##### Records for this exercise
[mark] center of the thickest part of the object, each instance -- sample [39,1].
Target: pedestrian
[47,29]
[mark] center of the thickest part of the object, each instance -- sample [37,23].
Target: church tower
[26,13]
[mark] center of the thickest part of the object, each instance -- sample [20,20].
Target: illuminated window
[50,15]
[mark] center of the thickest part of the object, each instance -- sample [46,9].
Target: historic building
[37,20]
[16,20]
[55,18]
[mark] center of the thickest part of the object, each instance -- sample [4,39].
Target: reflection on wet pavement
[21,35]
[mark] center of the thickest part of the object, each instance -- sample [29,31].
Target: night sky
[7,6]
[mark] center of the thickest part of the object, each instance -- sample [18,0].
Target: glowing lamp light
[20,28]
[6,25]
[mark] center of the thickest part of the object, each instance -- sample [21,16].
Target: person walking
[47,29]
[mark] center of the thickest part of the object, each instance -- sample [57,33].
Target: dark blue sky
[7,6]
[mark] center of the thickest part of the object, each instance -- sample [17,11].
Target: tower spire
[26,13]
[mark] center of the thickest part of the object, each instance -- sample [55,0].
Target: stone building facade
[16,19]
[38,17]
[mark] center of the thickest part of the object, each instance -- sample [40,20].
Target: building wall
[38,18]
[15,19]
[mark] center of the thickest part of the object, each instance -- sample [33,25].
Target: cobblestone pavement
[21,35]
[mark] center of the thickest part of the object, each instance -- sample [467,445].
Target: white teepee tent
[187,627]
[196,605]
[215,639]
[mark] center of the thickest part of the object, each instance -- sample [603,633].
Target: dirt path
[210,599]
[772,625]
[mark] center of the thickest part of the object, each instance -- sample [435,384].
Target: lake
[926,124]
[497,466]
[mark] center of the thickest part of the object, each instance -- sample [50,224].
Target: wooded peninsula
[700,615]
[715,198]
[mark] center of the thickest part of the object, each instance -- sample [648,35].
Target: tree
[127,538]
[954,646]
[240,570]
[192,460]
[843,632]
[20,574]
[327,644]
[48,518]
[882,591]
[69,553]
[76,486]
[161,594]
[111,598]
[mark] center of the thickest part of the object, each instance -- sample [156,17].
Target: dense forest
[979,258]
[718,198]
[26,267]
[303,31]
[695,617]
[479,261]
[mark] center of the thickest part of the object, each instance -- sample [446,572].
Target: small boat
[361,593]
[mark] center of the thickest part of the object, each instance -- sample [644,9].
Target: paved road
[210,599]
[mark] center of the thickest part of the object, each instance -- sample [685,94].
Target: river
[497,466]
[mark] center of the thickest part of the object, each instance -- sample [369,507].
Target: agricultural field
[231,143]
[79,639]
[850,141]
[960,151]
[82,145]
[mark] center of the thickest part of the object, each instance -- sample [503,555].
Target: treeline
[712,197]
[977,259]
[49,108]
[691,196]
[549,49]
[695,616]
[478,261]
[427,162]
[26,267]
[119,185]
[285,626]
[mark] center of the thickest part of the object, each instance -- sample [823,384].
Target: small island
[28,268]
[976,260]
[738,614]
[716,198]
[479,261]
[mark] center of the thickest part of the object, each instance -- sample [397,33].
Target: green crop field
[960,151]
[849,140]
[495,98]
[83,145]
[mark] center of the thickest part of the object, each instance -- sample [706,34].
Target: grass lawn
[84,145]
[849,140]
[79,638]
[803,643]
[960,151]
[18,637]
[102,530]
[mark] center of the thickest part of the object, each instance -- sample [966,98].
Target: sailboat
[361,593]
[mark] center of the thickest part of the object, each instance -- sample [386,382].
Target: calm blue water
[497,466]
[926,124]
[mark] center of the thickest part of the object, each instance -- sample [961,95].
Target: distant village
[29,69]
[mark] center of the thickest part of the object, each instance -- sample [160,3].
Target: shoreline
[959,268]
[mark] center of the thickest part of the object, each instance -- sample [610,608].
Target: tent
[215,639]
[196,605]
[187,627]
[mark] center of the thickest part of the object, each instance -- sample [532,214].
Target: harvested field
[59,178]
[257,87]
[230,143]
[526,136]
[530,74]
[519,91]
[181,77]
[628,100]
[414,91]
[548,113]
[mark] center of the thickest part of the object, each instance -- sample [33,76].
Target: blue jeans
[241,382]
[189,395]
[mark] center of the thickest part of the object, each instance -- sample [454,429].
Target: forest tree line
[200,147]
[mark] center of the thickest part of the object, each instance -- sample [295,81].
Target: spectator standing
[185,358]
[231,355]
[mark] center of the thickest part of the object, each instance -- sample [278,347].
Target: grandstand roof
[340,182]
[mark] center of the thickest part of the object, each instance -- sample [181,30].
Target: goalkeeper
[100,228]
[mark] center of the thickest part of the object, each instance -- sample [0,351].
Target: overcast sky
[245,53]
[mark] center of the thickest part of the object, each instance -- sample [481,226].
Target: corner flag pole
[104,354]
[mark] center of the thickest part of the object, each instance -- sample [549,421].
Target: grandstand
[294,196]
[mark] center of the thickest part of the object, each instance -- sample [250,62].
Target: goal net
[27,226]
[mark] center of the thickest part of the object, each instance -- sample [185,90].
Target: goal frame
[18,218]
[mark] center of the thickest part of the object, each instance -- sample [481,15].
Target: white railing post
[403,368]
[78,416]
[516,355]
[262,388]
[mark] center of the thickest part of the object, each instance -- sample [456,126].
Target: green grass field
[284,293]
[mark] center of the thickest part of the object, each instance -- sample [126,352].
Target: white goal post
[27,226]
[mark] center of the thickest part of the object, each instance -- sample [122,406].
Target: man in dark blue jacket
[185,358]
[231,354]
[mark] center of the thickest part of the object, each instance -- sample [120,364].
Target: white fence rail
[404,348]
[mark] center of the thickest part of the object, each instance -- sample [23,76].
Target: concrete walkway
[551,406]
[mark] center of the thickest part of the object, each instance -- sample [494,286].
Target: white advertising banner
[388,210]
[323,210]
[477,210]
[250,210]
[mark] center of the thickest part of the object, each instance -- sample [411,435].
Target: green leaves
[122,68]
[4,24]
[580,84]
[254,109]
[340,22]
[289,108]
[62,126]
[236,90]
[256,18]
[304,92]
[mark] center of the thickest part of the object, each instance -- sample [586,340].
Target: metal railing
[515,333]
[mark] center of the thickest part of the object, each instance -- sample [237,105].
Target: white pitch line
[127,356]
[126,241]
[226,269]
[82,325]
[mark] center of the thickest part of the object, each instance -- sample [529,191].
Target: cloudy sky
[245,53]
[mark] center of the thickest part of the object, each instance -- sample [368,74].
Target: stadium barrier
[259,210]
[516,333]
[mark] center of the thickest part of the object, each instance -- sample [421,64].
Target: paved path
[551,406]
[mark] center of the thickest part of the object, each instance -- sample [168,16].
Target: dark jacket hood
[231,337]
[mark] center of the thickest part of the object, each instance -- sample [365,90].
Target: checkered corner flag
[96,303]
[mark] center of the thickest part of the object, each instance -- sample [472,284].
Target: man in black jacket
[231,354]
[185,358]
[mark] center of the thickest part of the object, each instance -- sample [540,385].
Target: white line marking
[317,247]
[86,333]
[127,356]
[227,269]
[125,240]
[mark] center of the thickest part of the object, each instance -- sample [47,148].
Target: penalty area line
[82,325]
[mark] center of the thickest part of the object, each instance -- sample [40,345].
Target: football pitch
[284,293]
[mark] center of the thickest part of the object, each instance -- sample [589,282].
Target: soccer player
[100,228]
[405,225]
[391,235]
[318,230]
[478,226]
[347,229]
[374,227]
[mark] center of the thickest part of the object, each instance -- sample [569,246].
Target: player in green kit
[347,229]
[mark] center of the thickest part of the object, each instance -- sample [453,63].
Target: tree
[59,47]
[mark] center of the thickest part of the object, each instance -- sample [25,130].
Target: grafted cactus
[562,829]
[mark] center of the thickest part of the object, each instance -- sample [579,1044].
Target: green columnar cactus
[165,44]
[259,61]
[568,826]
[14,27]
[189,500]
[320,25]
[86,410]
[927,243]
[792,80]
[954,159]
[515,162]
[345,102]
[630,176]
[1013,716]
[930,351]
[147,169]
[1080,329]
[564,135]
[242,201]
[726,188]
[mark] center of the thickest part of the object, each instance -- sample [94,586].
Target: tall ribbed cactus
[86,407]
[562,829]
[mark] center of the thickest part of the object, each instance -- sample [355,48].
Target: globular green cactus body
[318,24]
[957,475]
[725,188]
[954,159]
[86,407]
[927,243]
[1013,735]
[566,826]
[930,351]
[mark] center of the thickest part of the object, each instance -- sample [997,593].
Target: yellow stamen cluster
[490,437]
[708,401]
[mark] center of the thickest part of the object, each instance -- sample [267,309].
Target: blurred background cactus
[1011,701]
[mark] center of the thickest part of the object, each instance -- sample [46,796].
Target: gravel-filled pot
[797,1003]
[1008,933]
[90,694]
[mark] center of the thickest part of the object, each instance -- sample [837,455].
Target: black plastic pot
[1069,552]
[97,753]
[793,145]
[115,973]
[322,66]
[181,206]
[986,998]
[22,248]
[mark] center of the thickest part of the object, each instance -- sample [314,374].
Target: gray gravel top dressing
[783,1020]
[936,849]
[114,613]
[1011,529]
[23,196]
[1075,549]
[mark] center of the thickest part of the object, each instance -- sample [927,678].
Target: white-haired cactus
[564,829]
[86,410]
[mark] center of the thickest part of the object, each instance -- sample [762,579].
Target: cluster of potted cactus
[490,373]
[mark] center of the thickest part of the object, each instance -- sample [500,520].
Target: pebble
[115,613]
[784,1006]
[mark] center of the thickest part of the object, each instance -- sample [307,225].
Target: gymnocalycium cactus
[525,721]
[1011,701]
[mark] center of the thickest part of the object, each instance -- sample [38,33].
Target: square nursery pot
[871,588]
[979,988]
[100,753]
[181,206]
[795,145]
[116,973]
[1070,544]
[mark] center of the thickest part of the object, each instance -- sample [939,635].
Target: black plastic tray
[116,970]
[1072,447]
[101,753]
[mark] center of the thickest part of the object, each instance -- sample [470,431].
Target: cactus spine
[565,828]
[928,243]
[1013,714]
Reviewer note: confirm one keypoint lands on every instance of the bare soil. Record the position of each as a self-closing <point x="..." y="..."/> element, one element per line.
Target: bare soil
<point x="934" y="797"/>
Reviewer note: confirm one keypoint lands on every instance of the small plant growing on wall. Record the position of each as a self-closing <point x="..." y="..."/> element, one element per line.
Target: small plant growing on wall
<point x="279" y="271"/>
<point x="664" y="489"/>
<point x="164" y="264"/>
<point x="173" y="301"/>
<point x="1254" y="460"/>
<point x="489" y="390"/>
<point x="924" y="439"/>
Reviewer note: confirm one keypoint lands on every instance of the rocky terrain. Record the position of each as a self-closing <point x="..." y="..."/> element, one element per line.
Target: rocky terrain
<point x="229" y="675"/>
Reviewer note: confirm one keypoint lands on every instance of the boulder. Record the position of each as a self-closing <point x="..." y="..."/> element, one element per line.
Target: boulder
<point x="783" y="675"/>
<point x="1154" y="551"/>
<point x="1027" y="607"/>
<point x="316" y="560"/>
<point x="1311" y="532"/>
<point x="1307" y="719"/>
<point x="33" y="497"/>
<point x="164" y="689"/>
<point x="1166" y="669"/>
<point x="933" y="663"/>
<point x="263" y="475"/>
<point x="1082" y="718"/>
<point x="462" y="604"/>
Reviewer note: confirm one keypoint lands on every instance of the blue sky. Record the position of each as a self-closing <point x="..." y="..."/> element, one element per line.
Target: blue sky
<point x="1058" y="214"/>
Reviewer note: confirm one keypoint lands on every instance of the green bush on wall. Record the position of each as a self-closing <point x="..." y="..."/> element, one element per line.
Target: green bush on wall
##########
§ **Directive**: Rename "blue sky" as "clear sky" in the rows, starting at the line that contains "of the blue" and ending with the last of the rows. Reproduce those lines with only that change.

§ **Exercise result**:
Reviewer note: confirm one keypoint lands on every instance of the clear sky. Record the position of each as a self-closing <point x="..." y="..."/> element, one element per line.
Target: clear sky
<point x="1058" y="214"/>
Reviewer note: confirm one keypoint lands on every instance of the green bush on wall. Record the position of each as a self-closing <point x="..." y="..."/> element, one element per line.
Target: green bush on wall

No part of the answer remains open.